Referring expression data
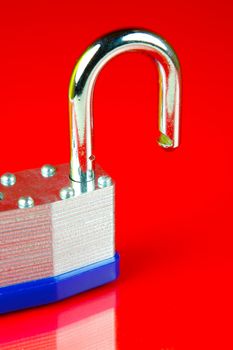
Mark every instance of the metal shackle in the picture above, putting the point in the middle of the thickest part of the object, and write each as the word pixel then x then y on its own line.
pixel 82 162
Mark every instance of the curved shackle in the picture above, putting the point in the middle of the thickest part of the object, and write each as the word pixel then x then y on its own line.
pixel 82 163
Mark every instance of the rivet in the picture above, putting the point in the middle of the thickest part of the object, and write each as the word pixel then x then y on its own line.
pixel 48 170
pixel 25 202
pixel 67 192
pixel 8 179
pixel 104 181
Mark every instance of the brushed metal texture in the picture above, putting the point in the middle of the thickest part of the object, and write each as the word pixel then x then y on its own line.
pixel 55 236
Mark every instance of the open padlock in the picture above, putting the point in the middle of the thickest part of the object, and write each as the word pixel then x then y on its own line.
pixel 57 223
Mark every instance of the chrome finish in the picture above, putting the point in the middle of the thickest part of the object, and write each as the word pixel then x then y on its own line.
pixel 25 202
pixel 48 170
pixel 104 181
pixel 82 166
pixel 8 179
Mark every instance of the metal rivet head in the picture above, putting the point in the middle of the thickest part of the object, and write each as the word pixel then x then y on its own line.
pixel 67 192
pixel 48 170
pixel 25 202
pixel 104 181
pixel 8 179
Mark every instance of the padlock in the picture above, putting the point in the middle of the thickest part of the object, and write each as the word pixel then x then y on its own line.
pixel 57 223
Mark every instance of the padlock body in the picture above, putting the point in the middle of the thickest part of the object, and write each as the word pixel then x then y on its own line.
pixel 58 248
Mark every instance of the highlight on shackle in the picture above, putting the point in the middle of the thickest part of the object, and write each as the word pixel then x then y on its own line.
pixel 82 162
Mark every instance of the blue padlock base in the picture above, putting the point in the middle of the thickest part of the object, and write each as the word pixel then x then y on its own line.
pixel 49 290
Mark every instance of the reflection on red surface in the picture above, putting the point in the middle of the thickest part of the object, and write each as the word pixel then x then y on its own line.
pixel 75 324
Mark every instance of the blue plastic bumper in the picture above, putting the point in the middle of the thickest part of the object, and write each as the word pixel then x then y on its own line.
pixel 52 289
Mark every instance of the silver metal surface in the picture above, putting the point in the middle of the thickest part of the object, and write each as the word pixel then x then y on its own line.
pixel 8 179
pixel 25 202
pixel 55 236
pixel 82 83
pixel 67 192
pixel 104 181
pixel 48 170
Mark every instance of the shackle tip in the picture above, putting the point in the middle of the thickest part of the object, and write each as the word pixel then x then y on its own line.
pixel 165 141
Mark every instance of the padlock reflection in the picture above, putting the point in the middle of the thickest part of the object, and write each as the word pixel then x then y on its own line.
pixel 87 326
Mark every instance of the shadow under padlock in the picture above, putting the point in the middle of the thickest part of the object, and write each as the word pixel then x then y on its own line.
pixel 88 325
pixel 57 229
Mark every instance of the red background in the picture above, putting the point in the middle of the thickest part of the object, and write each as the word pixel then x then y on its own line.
pixel 173 209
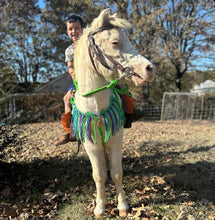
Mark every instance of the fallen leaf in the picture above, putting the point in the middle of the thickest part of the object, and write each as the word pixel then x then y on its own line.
pixel 212 216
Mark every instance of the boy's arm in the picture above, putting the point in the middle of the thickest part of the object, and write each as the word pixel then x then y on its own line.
pixel 71 70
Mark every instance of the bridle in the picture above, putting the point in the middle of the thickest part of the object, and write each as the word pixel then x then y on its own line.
pixel 93 48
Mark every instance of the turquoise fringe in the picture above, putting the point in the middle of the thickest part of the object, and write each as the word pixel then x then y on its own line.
pixel 85 124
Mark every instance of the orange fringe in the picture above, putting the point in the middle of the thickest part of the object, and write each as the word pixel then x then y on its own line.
pixel 129 103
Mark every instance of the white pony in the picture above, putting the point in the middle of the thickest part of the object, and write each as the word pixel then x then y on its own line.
pixel 103 57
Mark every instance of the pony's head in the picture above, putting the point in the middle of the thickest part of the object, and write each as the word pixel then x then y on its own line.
pixel 110 54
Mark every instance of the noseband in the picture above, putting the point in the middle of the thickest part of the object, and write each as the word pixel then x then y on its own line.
pixel 93 48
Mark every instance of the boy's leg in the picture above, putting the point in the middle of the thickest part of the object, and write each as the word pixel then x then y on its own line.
pixel 66 121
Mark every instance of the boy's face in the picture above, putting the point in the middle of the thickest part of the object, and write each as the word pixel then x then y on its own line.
pixel 74 30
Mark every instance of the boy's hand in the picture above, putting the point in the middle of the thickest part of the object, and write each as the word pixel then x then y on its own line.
pixel 71 73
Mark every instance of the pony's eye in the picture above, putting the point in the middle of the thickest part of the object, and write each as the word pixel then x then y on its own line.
pixel 115 43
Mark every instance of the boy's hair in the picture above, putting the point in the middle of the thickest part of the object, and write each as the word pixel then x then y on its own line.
pixel 74 18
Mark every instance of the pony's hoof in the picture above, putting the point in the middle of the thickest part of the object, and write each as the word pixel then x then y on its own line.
pixel 123 213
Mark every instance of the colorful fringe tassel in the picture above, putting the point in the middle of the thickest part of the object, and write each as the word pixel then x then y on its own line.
pixel 85 124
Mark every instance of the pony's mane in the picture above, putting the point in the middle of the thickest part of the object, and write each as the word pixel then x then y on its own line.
pixel 105 18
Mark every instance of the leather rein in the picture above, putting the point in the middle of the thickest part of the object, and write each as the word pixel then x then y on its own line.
pixel 93 48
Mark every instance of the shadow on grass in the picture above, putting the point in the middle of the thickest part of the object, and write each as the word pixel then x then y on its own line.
pixel 22 183
pixel 194 181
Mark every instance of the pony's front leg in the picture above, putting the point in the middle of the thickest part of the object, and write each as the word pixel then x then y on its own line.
pixel 98 162
pixel 115 158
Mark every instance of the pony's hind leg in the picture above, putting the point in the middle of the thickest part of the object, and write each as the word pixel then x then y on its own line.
pixel 115 158
pixel 97 159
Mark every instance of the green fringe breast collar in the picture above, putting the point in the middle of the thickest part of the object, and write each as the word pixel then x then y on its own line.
pixel 108 122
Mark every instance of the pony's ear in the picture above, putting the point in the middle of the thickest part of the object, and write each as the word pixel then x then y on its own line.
pixel 102 19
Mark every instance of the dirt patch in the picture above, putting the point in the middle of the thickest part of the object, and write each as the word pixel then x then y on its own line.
pixel 169 172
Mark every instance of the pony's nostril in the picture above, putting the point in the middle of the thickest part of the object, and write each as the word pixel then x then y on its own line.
pixel 149 68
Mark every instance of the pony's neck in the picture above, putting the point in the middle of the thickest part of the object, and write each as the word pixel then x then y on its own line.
pixel 88 82
pixel 96 102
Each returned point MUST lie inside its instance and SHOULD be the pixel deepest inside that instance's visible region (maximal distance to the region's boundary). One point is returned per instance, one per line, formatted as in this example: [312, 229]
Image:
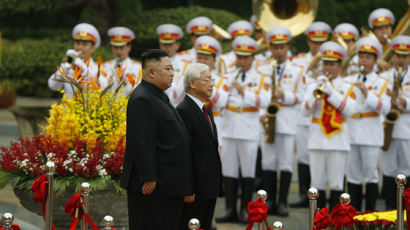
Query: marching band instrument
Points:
[296, 15]
[318, 92]
[271, 111]
[394, 114]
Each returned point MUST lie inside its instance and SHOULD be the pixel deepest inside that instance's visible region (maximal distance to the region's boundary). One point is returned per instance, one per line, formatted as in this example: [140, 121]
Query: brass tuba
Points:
[271, 111]
[394, 114]
[296, 15]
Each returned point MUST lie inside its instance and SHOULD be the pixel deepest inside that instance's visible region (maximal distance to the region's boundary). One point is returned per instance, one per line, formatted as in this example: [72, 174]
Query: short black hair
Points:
[152, 54]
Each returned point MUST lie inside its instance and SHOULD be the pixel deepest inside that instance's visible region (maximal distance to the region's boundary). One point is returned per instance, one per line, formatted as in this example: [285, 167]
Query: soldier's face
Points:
[401, 60]
[203, 86]
[86, 47]
[121, 51]
[381, 31]
[279, 52]
[332, 67]
[244, 62]
[314, 46]
[206, 59]
[367, 60]
[170, 48]
[161, 73]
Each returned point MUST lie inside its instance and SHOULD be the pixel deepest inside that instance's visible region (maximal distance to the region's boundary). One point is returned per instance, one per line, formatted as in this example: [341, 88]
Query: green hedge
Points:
[29, 63]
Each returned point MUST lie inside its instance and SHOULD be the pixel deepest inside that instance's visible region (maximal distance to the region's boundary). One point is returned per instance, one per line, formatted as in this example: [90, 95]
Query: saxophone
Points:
[271, 111]
[394, 113]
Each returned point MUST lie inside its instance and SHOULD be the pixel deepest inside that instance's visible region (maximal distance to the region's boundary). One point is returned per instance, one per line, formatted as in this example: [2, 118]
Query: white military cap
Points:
[199, 26]
[240, 28]
[318, 31]
[244, 45]
[369, 45]
[347, 31]
[255, 23]
[381, 17]
[120, 36]
[207, 45]
[331, 51]
[401, 44]
[169, 33]
[87, 32]
[278, 35]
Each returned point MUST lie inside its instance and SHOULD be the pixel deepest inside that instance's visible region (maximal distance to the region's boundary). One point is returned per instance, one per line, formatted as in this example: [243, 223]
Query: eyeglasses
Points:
[209, 81]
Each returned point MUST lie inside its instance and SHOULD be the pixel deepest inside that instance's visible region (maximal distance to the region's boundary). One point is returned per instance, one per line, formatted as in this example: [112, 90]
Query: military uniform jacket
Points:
[241, 124]
[289, 79]
[132, 74]
[401, 128]
[90, 71]
[365, 126]
[339, 99]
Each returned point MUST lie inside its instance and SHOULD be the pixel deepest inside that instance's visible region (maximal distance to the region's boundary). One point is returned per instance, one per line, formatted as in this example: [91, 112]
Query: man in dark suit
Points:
[157, 170]
[200, 124]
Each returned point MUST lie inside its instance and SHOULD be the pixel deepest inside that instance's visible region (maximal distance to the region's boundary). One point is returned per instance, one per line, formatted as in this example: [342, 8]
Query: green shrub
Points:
[30, 63]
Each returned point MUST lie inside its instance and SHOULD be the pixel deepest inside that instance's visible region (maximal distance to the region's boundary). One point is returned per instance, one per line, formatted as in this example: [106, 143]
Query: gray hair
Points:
[193, 72]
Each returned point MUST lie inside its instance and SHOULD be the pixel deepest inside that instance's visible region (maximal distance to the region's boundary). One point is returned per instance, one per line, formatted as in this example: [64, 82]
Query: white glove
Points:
[71, 53]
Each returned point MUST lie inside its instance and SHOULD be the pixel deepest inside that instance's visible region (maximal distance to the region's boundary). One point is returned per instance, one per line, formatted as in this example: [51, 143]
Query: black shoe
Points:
[231, 195]
[270, 185]
[247, 189]
[285, 178]
[372, 191]
[355, 192]
[304, 184]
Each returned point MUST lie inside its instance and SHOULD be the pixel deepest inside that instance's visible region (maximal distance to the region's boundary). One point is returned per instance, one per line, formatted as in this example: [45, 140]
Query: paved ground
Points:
[298, 218]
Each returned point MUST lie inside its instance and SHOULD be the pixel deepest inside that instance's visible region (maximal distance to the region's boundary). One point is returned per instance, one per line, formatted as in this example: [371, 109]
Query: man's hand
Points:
[189, 199]
[236, 85]
[148, 187]
[362, 87]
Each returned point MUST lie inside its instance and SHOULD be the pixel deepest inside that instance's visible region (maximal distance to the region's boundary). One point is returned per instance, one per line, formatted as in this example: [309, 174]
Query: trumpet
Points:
[68, 59]
[318, 92]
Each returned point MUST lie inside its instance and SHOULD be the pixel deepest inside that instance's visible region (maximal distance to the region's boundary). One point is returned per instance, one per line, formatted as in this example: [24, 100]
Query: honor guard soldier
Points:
[238, 28]
[86, 40]
[195, 28]
[349, 33]
[317, 33]
[170, 36]
[120, 41]
[207, 50]
[365, 126]
[381, 21]
[397, 159]
[249, 92]
[329, 101]
[278, 156]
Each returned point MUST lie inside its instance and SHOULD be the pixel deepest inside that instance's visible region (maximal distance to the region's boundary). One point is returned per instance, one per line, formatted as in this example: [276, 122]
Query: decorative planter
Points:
[102, 203]
[7, 100]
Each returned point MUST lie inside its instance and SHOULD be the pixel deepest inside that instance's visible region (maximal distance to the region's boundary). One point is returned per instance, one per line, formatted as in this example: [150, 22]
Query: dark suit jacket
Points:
[158, 145]
[207, 163]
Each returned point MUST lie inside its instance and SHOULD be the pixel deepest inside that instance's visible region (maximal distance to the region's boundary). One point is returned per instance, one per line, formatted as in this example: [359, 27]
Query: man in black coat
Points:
[200, 124]
[157, 170]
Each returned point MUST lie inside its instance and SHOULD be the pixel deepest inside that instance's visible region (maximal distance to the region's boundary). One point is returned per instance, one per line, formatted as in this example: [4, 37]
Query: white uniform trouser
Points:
[327, 166]
[397, 158]
[239, 153]
[362, 162]
[279, 155]
[302, 151]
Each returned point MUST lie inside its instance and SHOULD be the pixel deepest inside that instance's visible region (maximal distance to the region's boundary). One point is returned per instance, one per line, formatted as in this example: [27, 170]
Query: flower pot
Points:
[7, 100]
[102, 203]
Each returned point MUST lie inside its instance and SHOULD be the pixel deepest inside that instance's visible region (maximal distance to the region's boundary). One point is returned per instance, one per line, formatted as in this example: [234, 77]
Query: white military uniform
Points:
[366, 129]
[89, 70]
[396, 159]
[279, 155]
[240, 125]
[132, 74]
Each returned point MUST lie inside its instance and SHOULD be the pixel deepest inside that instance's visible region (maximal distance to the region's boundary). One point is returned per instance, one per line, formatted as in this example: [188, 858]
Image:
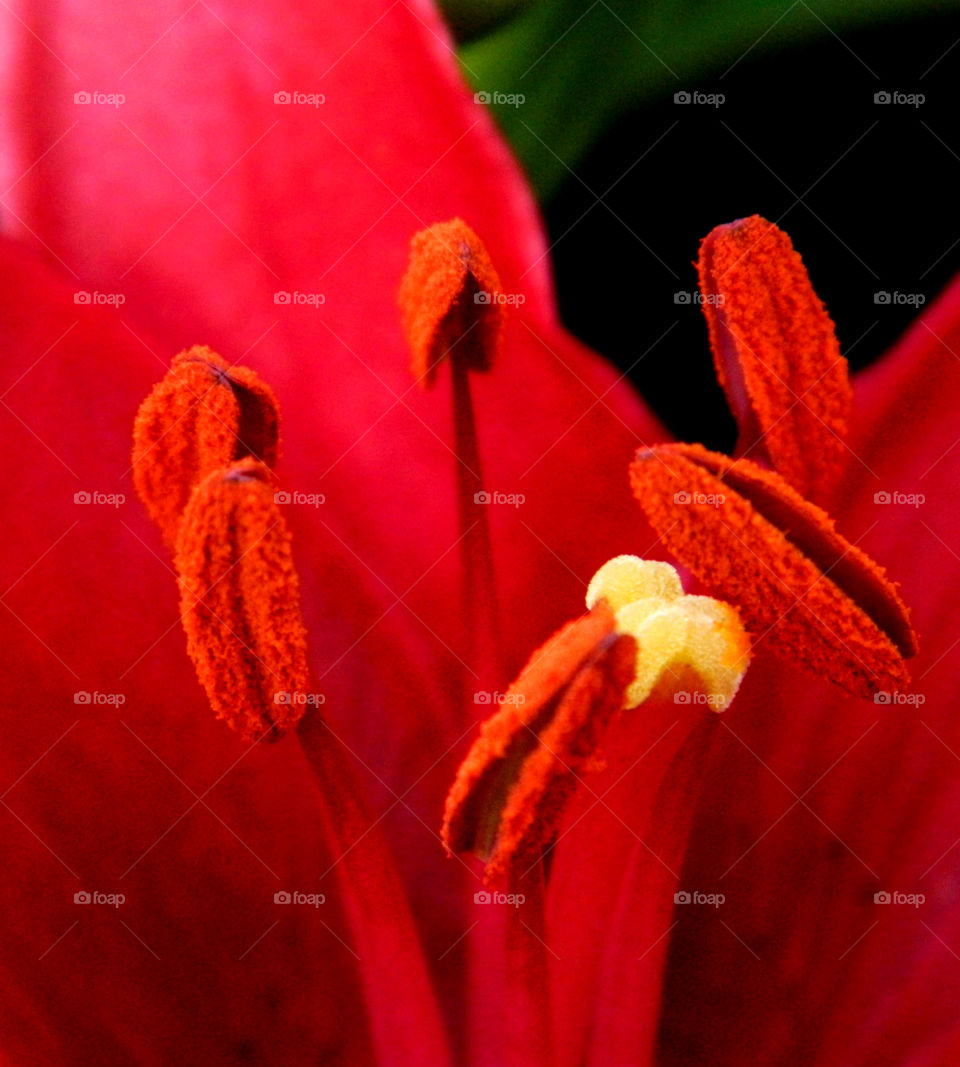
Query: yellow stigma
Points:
[691, 648]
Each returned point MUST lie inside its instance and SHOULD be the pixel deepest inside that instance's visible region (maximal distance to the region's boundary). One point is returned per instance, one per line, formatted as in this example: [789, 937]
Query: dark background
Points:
[867, 193]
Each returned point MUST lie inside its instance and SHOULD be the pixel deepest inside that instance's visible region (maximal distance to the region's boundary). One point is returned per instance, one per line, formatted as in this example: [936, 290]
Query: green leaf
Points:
[580, 64]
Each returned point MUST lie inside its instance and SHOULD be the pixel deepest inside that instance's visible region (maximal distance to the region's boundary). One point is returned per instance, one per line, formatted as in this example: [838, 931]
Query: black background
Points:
[877, 209]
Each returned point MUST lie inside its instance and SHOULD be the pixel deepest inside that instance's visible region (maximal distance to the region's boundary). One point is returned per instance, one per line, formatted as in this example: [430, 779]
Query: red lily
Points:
[338, 198]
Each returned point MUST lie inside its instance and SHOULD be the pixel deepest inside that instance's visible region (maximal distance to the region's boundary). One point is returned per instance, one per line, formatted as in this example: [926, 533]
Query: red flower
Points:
[202, 203]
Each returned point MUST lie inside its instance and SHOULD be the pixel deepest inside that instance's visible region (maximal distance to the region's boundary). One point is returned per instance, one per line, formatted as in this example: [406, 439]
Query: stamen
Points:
[817, 600]
[523, 767]
[776, 352]
[451, 312]
[449, 269]
[240, 602]
[204, 415]
[511, 790]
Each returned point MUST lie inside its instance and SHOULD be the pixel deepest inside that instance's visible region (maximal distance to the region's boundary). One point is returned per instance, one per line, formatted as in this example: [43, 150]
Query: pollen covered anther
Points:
[522, 769]
[776, 352]
[641, 640]
[240, 602]
[449, 299]
[203, 415]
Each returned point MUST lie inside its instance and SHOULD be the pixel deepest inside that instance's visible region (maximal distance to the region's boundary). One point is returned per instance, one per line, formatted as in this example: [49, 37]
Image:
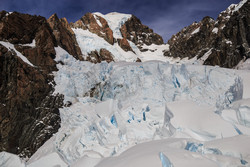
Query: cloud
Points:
[165, 17]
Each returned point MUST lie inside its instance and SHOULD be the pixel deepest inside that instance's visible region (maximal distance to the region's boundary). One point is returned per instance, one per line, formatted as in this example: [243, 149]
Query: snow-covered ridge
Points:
[127, 104]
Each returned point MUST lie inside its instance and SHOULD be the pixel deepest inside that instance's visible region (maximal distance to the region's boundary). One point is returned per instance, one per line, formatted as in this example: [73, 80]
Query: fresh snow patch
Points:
[10, 160]
[128, 104]
[215, 30]
[10, 47]
[98, 21]
[205, 56]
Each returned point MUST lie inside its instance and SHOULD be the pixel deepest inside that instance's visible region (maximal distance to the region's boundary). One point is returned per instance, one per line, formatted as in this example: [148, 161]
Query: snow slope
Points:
[115, 106]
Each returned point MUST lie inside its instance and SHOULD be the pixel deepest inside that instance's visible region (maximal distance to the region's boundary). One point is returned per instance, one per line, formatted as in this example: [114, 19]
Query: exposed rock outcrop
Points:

**Exercise aim**
Only the lines containing the string "jacket" are needed; pull them out of the records.

**Result below**
Query: military uniform jacket
Query: dark suit jacket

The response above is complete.